First participant enrolled in Gritstone second generation COVID-19 vaccine study

March 25, 2021

The COVID-19 vaccines authorized to date use the spike protein on the SARS-CoV-2 virus to teach the immune system to recognize key parts of the virus and generate strong B-cell and T-cell immune responses. An early phase clinical trial is being conducted through the NIAID-supported Infectious Diseases Clinical Research Consortium (IDCRC) to assess the safety and tolerability of different doses of two-part investigational COVID-19 vaccine regimens that include bits of other SARS-CoV-2 proteins in addition to the spike. The study is being conducted in collaboration with Gritstone Oncology, Inc., a clinical-stage biotechnology company which develops next generation cancer and infectious disease immunotherapies, and IDCRC sites at Saint Louis University Vaccine & Treatment Evaluation Unit (VTEU), Emory University VTEU - The Hope Clinic, and University of Washington VTEU.

“Gritstone’s vaccine may provide more comprehensive viral protection by inducing a better combination of T cell responses and neutralizing antibodies as compared to the currently available vaccines,” said Daniel Hoft, MD, PhD, director of Saint Louis University’s Center for Vaccine Development and Division of Infectious Diseases, Allergy and Immunology, National Vaccine Advisory Committee member, and protocol chair and lead principal investigator of Gritstone’s COVID study. “It is important that we move forward with developing these next generation vaccines because we do not yet know whether the existing vaccines that have been granted emergency use authorization will provide long-term immunity or prevent transmission. Improved vaccines that can accomplish these additional benefits may be needed to continue mitigating the ongoing pandemic.”

The trial will examine the immune responses generated by these regimens in healthy adults ages 18 years and older, including some adults older than age 60. The vaccine components consist of a harmless, non-replicating chimpanzee adenovirus vector (ChAd) and self-amplifying mRNA (SAM), both of which contain instructions for making specific SARS-CoV-2 proteins. Visit and search identifier NCT04776317 for additional details.

About Infectious Disease Clinical Research Consortium (IDCRC)

============

## EXERCISE OBJECTIVE:
Which two components make up the vaccine in the Gritstone study announcement?

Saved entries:

============

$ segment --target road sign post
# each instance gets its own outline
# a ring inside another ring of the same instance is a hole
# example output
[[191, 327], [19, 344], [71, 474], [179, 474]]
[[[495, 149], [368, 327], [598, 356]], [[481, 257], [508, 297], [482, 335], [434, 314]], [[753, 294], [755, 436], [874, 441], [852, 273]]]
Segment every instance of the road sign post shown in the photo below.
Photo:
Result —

============

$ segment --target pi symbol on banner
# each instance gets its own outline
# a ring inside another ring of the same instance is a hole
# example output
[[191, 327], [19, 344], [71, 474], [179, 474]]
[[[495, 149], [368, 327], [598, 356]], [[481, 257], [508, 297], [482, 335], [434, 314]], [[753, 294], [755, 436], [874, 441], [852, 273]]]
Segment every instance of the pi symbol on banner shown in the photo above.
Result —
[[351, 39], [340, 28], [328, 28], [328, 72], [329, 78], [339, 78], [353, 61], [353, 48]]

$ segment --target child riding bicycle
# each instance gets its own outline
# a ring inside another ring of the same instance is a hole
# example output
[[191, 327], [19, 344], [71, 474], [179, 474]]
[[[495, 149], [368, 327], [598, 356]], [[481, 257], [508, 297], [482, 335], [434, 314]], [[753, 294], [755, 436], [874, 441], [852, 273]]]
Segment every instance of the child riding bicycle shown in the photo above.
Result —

============

## SOLUTION TO THE EXERCISE:
A harmless, non-replicating chimpanzee adenovirus vector (ChAd) and self-amplifying mRNA (SAM).